▶ [TASK TO CARRY OUT] Copy out each line from the material where the word "wooden" is found.

▶ [RECORDS SHOWN]
↓↓↓
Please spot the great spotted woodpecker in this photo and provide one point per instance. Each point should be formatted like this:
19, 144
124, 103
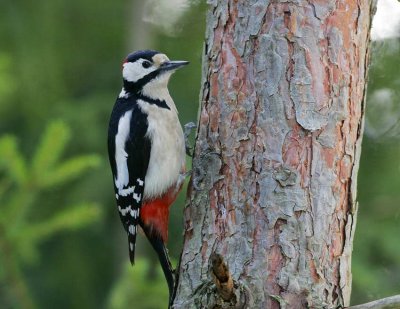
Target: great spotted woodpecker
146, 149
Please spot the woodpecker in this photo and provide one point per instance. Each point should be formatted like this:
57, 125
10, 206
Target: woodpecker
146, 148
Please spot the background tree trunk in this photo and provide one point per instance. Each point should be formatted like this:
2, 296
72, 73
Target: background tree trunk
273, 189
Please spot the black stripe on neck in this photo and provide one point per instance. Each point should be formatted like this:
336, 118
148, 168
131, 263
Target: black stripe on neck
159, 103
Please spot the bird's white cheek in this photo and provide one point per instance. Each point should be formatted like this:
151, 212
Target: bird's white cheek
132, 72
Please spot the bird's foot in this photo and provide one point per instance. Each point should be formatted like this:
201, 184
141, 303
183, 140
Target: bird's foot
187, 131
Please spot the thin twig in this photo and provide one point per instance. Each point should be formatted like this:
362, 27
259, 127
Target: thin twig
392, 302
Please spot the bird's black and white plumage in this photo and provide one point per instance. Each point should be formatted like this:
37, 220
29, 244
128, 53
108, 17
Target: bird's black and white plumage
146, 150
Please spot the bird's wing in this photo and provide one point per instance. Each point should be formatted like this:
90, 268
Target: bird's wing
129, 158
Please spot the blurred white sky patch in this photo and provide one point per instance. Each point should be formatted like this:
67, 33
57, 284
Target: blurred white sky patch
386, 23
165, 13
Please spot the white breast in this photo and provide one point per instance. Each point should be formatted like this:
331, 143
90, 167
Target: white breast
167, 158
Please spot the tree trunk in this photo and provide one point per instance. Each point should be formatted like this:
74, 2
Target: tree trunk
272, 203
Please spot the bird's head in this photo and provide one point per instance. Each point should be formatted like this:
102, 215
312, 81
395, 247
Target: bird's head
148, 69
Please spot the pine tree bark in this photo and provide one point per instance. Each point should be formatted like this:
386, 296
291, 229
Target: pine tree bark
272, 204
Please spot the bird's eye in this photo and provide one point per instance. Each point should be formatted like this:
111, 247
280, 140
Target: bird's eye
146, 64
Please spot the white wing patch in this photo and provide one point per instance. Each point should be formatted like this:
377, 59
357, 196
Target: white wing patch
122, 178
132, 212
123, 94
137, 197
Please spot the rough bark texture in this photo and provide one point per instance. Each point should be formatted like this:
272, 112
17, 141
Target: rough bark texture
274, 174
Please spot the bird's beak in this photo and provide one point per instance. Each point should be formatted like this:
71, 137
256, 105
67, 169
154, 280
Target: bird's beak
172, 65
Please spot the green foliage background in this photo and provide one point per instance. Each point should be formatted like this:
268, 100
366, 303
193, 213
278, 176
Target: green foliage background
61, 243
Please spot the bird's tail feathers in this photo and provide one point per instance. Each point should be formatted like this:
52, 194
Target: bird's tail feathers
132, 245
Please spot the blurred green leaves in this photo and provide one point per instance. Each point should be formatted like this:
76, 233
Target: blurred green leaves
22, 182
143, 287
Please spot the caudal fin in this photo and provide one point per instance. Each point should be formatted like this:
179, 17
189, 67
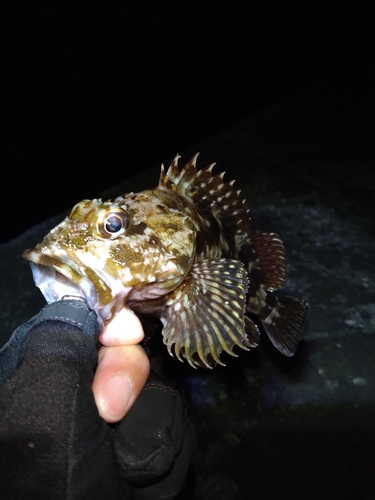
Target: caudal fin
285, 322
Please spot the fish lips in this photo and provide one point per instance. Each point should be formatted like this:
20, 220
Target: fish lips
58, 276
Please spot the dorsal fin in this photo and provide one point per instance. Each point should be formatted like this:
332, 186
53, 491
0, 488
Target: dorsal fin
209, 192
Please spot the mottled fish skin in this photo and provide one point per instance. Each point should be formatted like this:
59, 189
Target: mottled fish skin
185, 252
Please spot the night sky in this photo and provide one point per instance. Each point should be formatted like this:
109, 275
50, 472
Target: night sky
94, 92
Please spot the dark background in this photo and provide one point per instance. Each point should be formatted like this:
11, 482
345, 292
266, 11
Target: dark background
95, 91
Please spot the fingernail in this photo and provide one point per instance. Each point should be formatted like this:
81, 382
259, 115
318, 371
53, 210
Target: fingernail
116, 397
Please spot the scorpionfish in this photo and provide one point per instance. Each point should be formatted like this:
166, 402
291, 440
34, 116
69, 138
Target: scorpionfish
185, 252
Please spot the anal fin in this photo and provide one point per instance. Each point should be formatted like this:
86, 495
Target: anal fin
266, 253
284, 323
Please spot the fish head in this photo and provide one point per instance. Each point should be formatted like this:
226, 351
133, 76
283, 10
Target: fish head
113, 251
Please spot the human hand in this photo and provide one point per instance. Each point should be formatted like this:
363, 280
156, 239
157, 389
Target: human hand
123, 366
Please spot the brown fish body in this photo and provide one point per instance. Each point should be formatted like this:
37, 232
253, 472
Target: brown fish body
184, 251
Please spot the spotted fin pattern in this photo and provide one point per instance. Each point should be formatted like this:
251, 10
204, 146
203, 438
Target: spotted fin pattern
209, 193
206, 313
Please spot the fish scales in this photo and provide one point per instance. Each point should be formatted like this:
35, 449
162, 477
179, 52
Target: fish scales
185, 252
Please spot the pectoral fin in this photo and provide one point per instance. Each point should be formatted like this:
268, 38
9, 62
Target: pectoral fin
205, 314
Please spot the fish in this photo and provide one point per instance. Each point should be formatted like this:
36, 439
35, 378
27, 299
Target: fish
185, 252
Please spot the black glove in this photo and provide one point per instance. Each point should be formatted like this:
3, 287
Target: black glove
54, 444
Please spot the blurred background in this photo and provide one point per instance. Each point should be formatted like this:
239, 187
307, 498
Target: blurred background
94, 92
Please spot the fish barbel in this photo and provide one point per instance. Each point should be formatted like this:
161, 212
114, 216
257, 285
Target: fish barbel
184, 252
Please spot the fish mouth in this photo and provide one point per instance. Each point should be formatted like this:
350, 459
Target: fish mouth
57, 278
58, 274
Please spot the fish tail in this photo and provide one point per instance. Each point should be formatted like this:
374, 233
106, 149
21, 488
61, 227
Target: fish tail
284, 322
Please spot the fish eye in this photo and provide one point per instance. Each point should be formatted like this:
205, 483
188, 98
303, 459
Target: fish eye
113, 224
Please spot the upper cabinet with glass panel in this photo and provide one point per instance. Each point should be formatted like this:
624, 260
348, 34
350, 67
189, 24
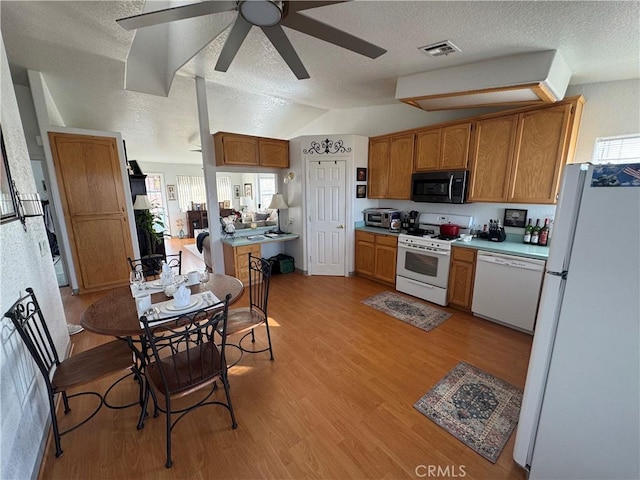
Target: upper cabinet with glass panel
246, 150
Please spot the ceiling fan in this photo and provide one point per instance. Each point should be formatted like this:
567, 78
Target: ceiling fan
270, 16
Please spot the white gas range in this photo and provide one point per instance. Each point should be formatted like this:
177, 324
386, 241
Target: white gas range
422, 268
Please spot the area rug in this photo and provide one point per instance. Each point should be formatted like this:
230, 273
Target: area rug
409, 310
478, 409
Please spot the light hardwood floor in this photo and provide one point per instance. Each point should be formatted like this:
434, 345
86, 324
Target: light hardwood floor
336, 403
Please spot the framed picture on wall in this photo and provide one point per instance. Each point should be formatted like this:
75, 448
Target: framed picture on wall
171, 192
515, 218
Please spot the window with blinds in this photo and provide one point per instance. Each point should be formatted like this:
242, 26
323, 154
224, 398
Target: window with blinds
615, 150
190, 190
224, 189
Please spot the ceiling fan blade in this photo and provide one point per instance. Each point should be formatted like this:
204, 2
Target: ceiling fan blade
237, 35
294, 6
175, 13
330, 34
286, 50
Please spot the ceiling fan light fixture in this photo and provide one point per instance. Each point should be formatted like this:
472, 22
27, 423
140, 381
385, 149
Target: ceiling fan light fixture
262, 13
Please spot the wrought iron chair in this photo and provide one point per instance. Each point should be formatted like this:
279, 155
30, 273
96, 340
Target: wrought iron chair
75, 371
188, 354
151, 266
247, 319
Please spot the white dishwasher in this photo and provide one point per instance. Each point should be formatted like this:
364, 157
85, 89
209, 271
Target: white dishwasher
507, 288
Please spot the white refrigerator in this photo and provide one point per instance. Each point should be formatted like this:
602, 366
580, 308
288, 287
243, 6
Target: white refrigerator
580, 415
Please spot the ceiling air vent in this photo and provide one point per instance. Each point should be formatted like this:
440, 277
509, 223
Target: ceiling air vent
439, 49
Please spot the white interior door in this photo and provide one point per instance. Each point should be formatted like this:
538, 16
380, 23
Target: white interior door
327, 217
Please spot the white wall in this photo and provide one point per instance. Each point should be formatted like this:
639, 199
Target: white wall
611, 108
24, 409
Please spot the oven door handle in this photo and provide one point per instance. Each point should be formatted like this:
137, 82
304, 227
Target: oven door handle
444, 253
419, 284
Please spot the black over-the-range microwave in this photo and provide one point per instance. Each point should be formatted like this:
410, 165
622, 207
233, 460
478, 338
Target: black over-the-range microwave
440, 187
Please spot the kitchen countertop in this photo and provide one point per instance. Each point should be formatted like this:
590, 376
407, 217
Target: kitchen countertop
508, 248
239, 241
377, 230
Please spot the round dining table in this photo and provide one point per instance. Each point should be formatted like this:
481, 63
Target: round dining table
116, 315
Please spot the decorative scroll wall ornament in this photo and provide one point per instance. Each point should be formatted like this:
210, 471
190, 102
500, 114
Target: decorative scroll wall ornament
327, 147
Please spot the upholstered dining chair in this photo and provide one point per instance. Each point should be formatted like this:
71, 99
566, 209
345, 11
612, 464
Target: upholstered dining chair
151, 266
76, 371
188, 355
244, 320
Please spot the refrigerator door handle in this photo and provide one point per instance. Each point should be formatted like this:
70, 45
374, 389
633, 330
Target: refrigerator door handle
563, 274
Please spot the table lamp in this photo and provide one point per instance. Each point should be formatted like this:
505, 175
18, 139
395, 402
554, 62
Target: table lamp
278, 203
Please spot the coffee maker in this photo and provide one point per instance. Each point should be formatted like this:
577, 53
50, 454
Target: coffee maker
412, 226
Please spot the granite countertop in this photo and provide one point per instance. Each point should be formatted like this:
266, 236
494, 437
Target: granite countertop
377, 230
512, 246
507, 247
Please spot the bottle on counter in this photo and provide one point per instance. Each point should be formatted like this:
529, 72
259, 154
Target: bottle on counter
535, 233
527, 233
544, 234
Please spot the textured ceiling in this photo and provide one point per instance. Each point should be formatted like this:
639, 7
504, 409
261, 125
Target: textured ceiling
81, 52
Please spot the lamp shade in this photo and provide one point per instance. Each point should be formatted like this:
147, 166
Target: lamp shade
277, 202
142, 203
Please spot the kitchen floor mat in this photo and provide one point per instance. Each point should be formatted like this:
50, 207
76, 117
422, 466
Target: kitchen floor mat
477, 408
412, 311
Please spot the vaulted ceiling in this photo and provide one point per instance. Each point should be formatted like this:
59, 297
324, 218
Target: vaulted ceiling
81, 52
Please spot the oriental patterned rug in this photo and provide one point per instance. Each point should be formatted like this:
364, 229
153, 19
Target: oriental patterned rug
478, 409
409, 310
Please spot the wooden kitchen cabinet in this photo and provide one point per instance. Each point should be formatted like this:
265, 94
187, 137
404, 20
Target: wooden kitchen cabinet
↑↑↑
▶ [REPLY TO THE EXERCISE]
Please spot the wooden kitchen cabinet in this photo and provide one point per instance. Each point should be formatted like this:
Target: wooden kitchen cabinet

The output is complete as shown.